### Exercise details
Render the records from the line containing "Every instance gets a single point. Point out the concrete wall" through the end of the records as a numbered list, with blank lines left out.

### Data to use

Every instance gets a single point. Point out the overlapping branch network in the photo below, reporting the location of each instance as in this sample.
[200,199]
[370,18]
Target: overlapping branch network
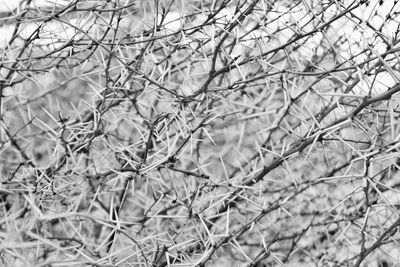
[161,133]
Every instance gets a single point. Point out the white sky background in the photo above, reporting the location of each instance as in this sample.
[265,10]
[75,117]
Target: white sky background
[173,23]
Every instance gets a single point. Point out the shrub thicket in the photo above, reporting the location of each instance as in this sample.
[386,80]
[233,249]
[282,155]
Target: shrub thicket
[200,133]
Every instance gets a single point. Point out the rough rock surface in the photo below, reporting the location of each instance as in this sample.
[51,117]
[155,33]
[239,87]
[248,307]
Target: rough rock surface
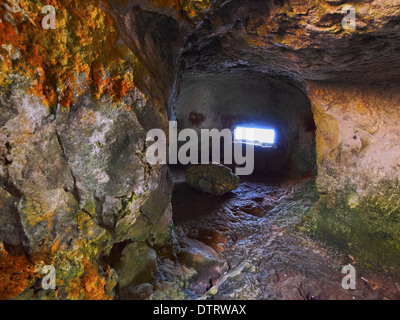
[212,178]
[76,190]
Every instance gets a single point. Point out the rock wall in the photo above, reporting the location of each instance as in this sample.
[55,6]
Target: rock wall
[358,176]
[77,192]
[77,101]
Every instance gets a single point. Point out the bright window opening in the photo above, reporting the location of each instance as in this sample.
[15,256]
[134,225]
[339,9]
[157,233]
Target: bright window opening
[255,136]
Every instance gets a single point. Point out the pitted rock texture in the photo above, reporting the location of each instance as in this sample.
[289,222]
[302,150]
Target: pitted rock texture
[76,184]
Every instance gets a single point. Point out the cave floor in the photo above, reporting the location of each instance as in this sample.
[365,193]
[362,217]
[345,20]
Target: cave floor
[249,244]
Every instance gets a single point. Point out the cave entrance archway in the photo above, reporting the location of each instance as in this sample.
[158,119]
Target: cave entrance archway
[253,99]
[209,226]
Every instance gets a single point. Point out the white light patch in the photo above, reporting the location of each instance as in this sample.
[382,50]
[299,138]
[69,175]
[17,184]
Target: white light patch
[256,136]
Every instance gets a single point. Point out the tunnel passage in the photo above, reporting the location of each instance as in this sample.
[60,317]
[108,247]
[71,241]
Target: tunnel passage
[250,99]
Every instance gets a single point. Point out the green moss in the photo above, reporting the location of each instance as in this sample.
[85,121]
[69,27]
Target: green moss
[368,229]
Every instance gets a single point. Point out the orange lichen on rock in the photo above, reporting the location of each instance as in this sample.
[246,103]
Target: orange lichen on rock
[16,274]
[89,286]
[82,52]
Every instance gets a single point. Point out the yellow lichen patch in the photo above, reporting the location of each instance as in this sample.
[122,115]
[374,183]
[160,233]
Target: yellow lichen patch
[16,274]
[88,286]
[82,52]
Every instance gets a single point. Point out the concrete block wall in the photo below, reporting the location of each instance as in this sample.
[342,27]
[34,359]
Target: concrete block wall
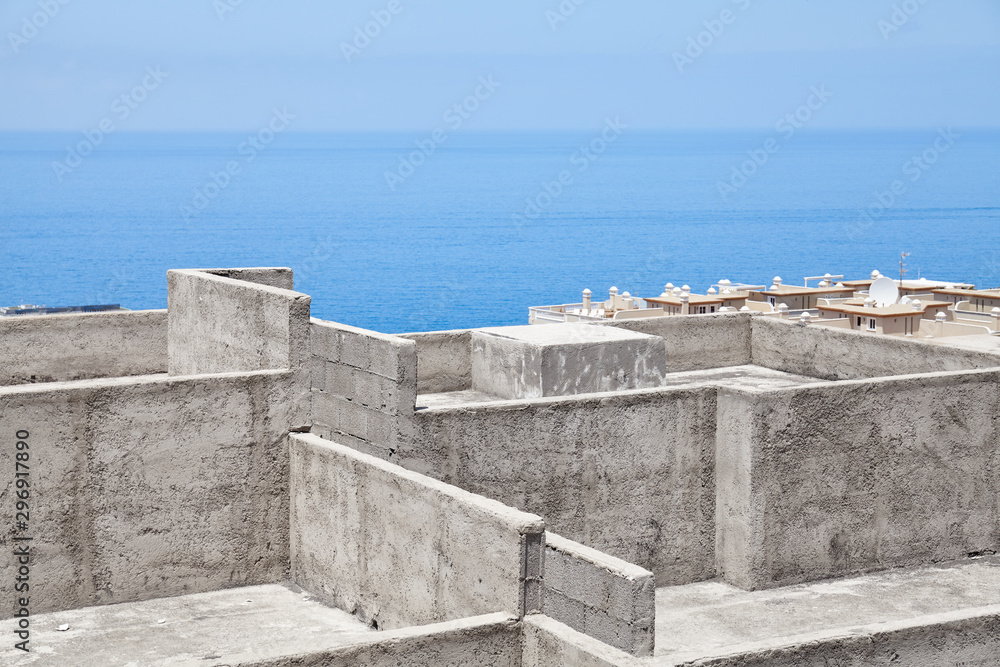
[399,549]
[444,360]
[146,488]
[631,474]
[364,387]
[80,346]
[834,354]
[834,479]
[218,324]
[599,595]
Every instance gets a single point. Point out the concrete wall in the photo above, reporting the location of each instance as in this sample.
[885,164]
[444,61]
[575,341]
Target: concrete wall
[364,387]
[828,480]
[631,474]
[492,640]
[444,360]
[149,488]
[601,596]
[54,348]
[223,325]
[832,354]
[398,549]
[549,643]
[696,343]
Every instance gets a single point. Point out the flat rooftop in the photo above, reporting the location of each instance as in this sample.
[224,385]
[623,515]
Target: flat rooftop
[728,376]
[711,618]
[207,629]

### Right answer
1. Every instance gets a single point. Point out the concrete wall in the photo above, reporting the location of each instance as in this sample.
2. [885,164]
3. [444,61]
4. [575,341]
5. Target: concrete wall
6. [364,387]
7. [828,480]
8. [631,474]
9. [492,640]
10. [444,360]
11. [149,488]
12. [601,596]
13. [54,348]
14. [223,325]
15. [832,354]
16. [398,549]
17. [549,643]
18. [696,343]
19. Every instance gets a single point. Point out the flat rooftop in the photo above, reporting the location of each instance as in this sample.
20. [224,385]
21. [623,515]
22. Target: flat rooftop
23. [728,376]
24. [711,618]
25. [207,629]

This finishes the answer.